→ **DATA SECTION**:
--------------------
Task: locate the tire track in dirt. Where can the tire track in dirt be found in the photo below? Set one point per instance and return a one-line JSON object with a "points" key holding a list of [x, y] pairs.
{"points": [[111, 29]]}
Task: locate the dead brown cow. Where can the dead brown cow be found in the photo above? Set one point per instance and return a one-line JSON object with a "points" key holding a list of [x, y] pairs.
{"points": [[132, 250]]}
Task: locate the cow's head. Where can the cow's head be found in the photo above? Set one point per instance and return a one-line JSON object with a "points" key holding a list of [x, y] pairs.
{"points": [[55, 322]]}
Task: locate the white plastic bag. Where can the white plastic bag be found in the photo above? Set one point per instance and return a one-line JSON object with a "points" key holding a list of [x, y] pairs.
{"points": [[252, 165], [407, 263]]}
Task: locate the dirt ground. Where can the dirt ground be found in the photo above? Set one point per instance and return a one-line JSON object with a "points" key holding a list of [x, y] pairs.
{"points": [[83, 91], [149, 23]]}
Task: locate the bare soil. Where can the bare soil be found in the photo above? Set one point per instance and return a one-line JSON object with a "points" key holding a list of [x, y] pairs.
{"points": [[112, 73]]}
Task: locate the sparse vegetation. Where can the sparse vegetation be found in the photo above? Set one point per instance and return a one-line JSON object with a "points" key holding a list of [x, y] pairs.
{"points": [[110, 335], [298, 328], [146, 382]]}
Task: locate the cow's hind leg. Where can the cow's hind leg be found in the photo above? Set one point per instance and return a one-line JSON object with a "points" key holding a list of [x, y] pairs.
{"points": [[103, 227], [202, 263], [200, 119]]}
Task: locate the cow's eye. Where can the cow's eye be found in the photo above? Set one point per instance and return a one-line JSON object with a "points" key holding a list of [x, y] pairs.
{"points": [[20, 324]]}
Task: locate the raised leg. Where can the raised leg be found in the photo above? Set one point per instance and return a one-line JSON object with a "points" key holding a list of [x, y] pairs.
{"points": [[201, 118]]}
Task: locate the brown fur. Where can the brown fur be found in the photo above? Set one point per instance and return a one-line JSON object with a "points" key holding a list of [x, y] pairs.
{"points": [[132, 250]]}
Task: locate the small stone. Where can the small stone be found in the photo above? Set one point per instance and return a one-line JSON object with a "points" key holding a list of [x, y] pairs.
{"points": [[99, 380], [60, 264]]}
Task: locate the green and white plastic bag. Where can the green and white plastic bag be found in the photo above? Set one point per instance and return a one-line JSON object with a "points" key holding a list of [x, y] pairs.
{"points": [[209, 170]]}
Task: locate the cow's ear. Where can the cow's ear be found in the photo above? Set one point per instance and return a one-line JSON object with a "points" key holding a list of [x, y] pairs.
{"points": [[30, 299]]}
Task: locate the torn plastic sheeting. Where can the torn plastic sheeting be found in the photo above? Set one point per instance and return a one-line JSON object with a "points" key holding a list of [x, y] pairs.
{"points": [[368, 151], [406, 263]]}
--------------------
→ **STATED EXERCISE**:
Starting from the line with "Task: locate the cow's eye." and ending with the final line of the data, quote every line exactly, both ends included.

→ **EXERCISE SOLUTION**:
Task: locate the cow's eye. Where can the cow's eye be found in the photo above? Set one point per instance and return a one-line JSON object with a "points" key holding a list of [x, y] pairs.
{"points": [[20, 324]]}
Task: locate the raised leg. Where can the raised leg be found in the photo above? Set one point per instance and return a one-line JSON object with a "points" key holding a list of [x, y] pairs.
{"points": [[201, 118]]}
Task: locate the brown fur. Where can the brown fur be found in the photo above? Set one point per instance and return a one-line JSON object with a "points" key holding a list of [x, y] pairs.
{"points": [[132, 250]]}
Task: locate the small stone. Where can the small stone be found in the photo above? Set one point per instance and return a one-line JSON object with a "points" key holding a list of [x, y] pairs.
{"points": [[99, 380], [60, 264]]}
Task: locate the green and white plastic bag. Where can the green and white plastic bag be found in the photo above? Set one point per instance and return a one-line JSON object with a "points" key holding a list of [x, y] pairs.
{"points": [[209, 170]]}
Task: locate the cow's ear. Where can the cow's ear be found in the photo above? Set one point per instance and return a one-line JSON object with a "points" key holding a list of [x, y] pairs.
{"points": [[30, 299]]}
Task: locate the torn plastic sheeting. Where can the torn plastic sheeting be found in the photo above? Set one point per instance and return a one-line JSON object with a "points" key holding a list of [x, y] pairs.
{"points": [[368, 151], [406, 263]]}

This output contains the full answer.